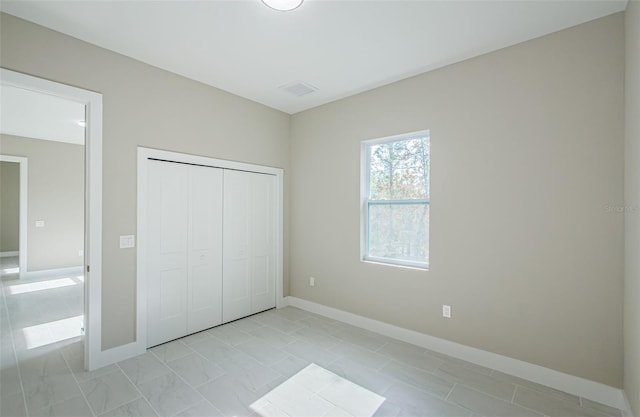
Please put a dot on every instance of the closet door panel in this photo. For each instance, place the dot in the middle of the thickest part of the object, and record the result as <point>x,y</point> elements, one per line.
<point>205,248</point>
<point>167,257</point>
<point>236,245</point>
<point>262,225</point>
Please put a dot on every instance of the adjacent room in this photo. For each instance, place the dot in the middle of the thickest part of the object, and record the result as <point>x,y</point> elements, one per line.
<point>320,208</point>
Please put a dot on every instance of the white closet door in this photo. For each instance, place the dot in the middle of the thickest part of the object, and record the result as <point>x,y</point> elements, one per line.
<point>167,251</point>
<point>205,248</point>
<point>236,287</point>
<point>249,244</point>
<point>262,227</point>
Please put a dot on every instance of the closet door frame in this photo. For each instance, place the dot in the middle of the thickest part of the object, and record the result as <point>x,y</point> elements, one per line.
<point>146,154</point>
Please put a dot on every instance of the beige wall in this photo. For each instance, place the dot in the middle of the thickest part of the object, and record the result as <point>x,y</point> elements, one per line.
<point>55,194</point>
<point>149,107</point>
<point>632,209</point>
<point>527,164</point>
<point>9,206</point>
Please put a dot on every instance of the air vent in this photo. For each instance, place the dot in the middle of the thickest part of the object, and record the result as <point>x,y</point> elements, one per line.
<point>298,89</point>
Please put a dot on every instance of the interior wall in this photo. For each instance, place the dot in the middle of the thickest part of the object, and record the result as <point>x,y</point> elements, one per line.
<point>526,237</point>
<point>55,194</point>
<point>9,206</point>
<point>632,208</point>
<point>144,106</point>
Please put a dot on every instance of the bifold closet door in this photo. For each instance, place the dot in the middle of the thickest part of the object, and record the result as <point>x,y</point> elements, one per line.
<point>249,264</point>
<point>184,258</point>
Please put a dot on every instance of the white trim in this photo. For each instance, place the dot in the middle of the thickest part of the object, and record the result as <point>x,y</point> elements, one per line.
<point>93,200</point>
<point>22,233</point>
<point>72,270</point>
<point>365,202</point>
<point>141,287</point>
<point>626,411</point>
<point>568,383</point>
<point>116,354</point>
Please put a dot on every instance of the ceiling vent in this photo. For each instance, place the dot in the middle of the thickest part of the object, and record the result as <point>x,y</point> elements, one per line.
<point>298,89</point>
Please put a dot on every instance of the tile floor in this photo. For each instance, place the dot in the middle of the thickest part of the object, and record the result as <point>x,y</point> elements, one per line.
<point>284,362</point>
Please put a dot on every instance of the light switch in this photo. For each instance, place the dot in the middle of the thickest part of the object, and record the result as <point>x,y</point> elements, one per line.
<point>128,241</point>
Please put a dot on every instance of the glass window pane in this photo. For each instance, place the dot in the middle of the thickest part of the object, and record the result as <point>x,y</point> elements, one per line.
<point>399,231</point>
<point>399,170</point>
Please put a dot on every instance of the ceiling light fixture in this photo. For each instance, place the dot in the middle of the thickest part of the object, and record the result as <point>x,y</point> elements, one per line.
<point>283,5</point>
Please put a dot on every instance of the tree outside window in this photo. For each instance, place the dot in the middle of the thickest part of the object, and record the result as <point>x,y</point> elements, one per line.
<point>396,206</point>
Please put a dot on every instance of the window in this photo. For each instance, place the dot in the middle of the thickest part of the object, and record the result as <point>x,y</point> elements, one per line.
<point>395,207</point>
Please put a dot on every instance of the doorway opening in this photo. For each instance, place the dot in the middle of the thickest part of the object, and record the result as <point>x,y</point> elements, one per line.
<point>61,223</point>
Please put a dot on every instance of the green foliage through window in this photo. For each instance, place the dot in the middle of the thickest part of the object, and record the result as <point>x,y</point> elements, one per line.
<point>397,200</point>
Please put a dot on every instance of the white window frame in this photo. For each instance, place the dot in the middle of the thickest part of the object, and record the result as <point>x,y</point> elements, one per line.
<point>365,148</point>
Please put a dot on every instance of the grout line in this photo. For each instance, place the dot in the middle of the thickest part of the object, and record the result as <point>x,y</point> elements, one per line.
<point>78,383</point>
<point>137,389</point>
<point>13,346</point>
<point>450,391</point>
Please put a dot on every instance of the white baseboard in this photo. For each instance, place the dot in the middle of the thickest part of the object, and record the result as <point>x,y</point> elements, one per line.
<point>73,270</point>
<point>581,387</point>
<point>626,411</point>
<point>116,354</point>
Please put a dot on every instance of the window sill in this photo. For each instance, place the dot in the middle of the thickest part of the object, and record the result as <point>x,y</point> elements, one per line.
<point>399,264</point>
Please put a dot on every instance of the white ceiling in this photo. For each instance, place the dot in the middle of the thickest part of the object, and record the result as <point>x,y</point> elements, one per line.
<point>341,47</point>
<point>36,115</point>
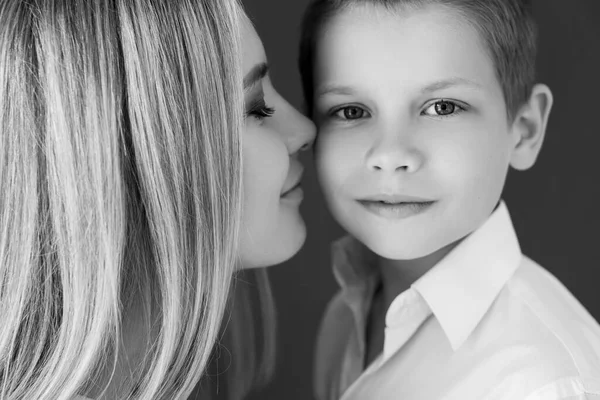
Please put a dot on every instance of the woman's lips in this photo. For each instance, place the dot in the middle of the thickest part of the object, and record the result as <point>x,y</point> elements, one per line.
<point>396,207</point>
<point>294,180</point>
<point>293,190</point>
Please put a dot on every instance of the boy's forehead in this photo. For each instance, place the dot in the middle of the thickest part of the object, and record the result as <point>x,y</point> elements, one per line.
<point>412,48</point>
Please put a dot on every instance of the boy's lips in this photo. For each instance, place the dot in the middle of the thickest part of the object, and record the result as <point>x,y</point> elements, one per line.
<point>394,198</point>
<point>395,206</point>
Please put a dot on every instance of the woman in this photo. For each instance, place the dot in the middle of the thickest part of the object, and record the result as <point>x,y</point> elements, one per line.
<point>121,131</point>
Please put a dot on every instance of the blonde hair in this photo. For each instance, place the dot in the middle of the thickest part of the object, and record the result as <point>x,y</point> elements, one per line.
<point>120,176</point>
<point>244,360</point>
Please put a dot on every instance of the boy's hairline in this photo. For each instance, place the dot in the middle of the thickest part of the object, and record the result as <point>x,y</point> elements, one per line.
<point>511,114</point>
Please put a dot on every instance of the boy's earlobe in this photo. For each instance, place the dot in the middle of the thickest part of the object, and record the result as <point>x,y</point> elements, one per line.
<point>529,127</point>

= = =

Each entry above must be restated word for word; the pictures stay out of the copy.

Please put a dot on every instance of the closet door panel in this photo. For each instance, place the dot in the middle of the thickest part of the object, and record the result as <point>x,y</point> elements, one per line.
<point>205,248</point>
<point>167,257</point>
<point>236,245</point>
<point>262,225</point>
Please put a dot on every instance of the adjacent room in this photo. For each instance, place the dot in the middle of the thickest part of the object, and record the result as <point>x,y</point> elements, one per line.
<point>320,208</point>
Please put a dot on every instance of the white closet door in this photo. For each instance, place the dot in the middle of the thickest part of the object, and record the result as <point>x,y</point> elements, one per line.
<point>167,251</point>
<point>205,248</point>
<point>236,287</point>
<point>249,244</point>
<point>262,227</point>
Please put a dot on every instance of the closet door frame in this photo. For each instance, place the dot in the middle of the thickest part of the object, and record the result as <point>x,y</point> elements, one per line.
<point>146,154</point>
Please put a dot on every instance of the beige wall in this photo. For each instance, place the dot in the middle of the thickest part of the object, and record the result as <point>x,y</point> elements, one per line.
<point>55,194</point>
<point>149,107</point>
<point>632,209</point>
<point>527,164</point>
<point>9,206</point>
Please put a dot on every instance of the air vent in this photo. For each instance, place the dot in the middle of the thickest part of the object, and record the result as <point>x,y</point> elements, one per line.
<point>298,89</point>
Please put a dot on every instance of the interior wall in this photo. For each instance, place the dot in the middle of the thickest part of the object, and record the result as <point>x,y</point> elements, one per line.
<point>526,237</point>
<point>55,194</point>
<point>9,206</point>
<point>632,208</point>
<point>144,106</point>
Please put a dot on every instance of the bifold closet door in this photo. For each instance, place the dot in the middle of the thickest part of the object, and record the result as <point>x,y</point> elements, one per line.
<point>249,264</point>
<point>184,258</point>
Please put a dot on every instance of the white trim in this photo. For each instance, place the dot in the middle of the thickest part of the object, and record the result as <point>x,y</point> elements, one per line.
<point>93,200</point>
<point>22,233</point>
<point>72,270</point>
<point>365,202</point>
<point>141,287</point>
<point>626,411</point>
<point>568,383</point>
<point>116,354</point>
Please put a dot on every instance of the ceiling vent in this photo. For each instance, place the dot in the middle of the thickest part of the object, and record the result as <point>x,y</point> elements, one per line.
<point>298,89</point>
Please put a dot on every instance of the tile floor in this photo. For each instance, place the dot in the middle of the thickest part of the object, and record the result as <point>x,y</point> elements, one per line.
<point>284,362</point>
Please put a dot on every instance of the light switch in this photo. For each instance, place the dot in the middle of the thickest part of the object, and record the result as <point>x,y</point> elements, one per line.
<point>128,241</point>
Please put a dot on every instance of the glass window pane in this photo. For each instance, place the dot in the middle of the thickest part of the object, and record the result as <point>x,y</point> elements, one per line.
<point>399,231</point>
<point>399,170</point>
Please put a dot on every instance of the ceiling light fixture in this photo. For each instance, place the dot in the middle of the thickest part of the object, and record the result as <point>x,y</point> elements, one per line.
<point>283,5</point>
Please put a dot on every instance of the tree outside window in this photo. For each instance, place the dot in the middle of the thickest part of the object, and record the result as <point>x,y</point> elements, one per line.
<point>396,206</point>
Please put a dot on every instance of the window in this photo. For each instance, place the dot in the middle of the thickest part of the object, and record the result as <point>x,y</point> elements, one per line.
<point>395,207</point>
Please put a dot on every instance of the doorway opening in this photo. For each instance, place the dot in the middle of the thickest part of the object, and record the result as <point>x,y</point> elements, one per line.
<point>61,223</point>
Please put a dot on every instance of the green foliage through window in this photo. For each instance, place the dot in the middle of the thickest part of the object, and record the result as <point>x,y</point> elements, one per line.
<point>397,200</point>
Please put a dot on every instance of the white window frame in this photo. For each instance, place the dot in the middle of the thickest part of the object, and record the result as <point>x,y</point> elements, one per line.
<point>365,148</point>
Please put a dot on every instance of the grout line in this photo. For each instance, place the dot in the middle of the thickest part of the object, and record the result as <point>x,y</point> elements, one per line.
<point>78,383</point>
<point>137,389</point>
<point>13,346</point>
<point>450,391</point>
Please put a dot on every instance of the white baseboard in this photo. For each instance, place the dot in the middle of the thickest part of the object, and record the result as <point>x,y</point> elements, one per line.
<point>73,270</point>
<point>581,387</point>
<point>626,411</point>
<point>116,354</point>
Please put a dot on every instance of the window sill in this photo. For each instance, place the dot in the middle of the thickest part of the object, and record the result as <point>x,y</point> elements, one per line.
<point>399,264</point>
Please put a dot on every instance of the white ceiling in this photo. For each instance, place the dot in the middle of the thickest part of the object, and record the result as <point>x,y</point> elements, one per line.
<point>341,47</point>
<point>36,115</point>
Please put a dot on every instance of the woman's lips in this photo. For each instance, place the dot in the middle of the thickest part of the object, and record the result as <point>x,y</point> elements, one per line.
<point>396,207</point>
<point>294,180</point>
<point>293,190</point>
Please put a dot on every instance of the boy's forehead in this photo. For each instance, place the dot in the middle of the thickest part of the object, and record the result as <point>x,y</point> elements, one per line.
<point>412,48</point>
Please put a dot on every instance of the boy's lips in this photo. For each instance, place the dot in the middle of the thickest part of the object, and record the result as <point>x,y</point> elements, one per line.
<point>394,198</point>
<point>395,206</point>
Please put a dot on every instance of the woman in this photo. For each instance, place the dot in the middle of the thickest part of the object, and record the result as <point>x,y</point> elements, one per line.
<point>121,131</point>
Please put a dot on every instance of the blonde hair in this photo. For each instance, place the dot in the middle of the thickest part of the object, and record the result as <point>x,y</point> elements, one per line.
<point>120,176</point>
<point>244,360</point>
Please put a dot on every instance of the boy's hairline in this photo. For each instance, place the dot in the middle of the thickest part of the object, and record the result as <point>x,y</point> elements, one per line.
<point>511,114</point>
Please put a dot on every instance of the boy's earlobe in this photo. For each instance, place the dot in the middle of the thickest part of the object, and record the result as <point>x,y</point> elements, one per line.
<point>529,127</point>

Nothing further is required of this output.